Saved entries
>>>>

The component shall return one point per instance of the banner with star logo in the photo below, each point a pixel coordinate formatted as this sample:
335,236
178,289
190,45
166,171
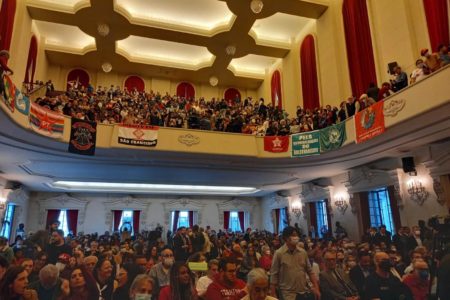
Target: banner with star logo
83,135
276,144
305,144
369,123
332,137
138,135
46,122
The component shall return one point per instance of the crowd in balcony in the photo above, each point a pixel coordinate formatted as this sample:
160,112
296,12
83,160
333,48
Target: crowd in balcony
111,105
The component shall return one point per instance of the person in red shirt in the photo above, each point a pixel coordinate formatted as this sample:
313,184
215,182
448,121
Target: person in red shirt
418,281
226,286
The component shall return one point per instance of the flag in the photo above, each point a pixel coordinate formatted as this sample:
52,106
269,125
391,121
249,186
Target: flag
46,122
276,144
370,122
22,103
10,90
83,135
332,137
138,135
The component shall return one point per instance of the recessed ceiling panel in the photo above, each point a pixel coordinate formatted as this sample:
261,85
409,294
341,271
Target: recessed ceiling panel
70,6
204,17
251,65
164,53
278,30
65,38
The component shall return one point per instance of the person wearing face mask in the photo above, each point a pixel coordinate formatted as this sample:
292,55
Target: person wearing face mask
160,273
418,281
382,284
290,269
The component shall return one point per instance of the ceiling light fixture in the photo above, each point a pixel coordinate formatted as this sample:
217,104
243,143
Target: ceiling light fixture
103,29
107,67
213,80
152,188
256,6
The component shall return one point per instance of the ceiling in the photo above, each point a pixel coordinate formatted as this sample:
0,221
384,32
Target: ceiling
175,39
36,161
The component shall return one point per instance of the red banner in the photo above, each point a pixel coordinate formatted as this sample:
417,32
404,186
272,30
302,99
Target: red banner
369,123
276,144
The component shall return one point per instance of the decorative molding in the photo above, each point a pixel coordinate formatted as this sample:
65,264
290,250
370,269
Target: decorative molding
393,107
183,203
189,139
62,201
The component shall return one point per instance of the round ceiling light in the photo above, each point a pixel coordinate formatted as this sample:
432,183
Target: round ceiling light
213,80
107,67
256,6
103,29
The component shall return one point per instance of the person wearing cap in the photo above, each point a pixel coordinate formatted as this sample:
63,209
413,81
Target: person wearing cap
4,56
432,60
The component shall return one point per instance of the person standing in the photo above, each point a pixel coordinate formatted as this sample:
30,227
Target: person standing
290,269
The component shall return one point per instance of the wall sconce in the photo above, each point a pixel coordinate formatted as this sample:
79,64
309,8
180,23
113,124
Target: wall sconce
296,208
417,191
341,203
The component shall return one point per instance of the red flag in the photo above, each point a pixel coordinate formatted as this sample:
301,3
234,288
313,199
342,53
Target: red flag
370,122
276,144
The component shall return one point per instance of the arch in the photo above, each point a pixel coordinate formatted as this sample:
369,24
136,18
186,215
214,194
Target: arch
31,62
134,81
231,93
7,13
275,88
186,90
358,40
77,77
310,86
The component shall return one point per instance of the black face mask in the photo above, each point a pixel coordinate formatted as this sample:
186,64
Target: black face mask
385,265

<<<<

### DIRECTIVE
The required output is the exact sequence of lines from the one containing "wearing cap in" through the end of the listing, both endpoints included.

### ANSWER TO THIS TASK
The component shall return one point per instance of the person wearing cap in the photo above, each point a pixel coordinate formatted as this sample:
63,209
413,81
Target: person wearing cap
4,56
432,60
The component shall return one point per instance of the person standing in the photo above, each point a pixel coordinate formatted as this sample:
30,227
Target: person standing
290,269
The component shall return one point per instance of the wall sconce in the photo above, each point a pixel coordinate formatted as this sample:
79,64
309,8
180,23
113,124
Target: wall sconce
296,208
417,191
341,203
The component shall return one point per instance of the red flag in the photo above, each point a pixel coordinate formatted as this sample:
301,3
234,288
313,199
342,53
Target: red flag
370,122
276,144
The component shall return one point per instance of the arch in the photo above, each point a pixel coordinate formatted as this sample:
369,24
136,18
186,215
214,194
Target: arch
31,62
134,81
231,93
7,13
275,88
186,90
358,40
77,77
310,86
The component shall return one point per instance of the black face mask in the photo above, each point a pixel coordinate formatted as this sample:
186,64
Target: black face mask
385,265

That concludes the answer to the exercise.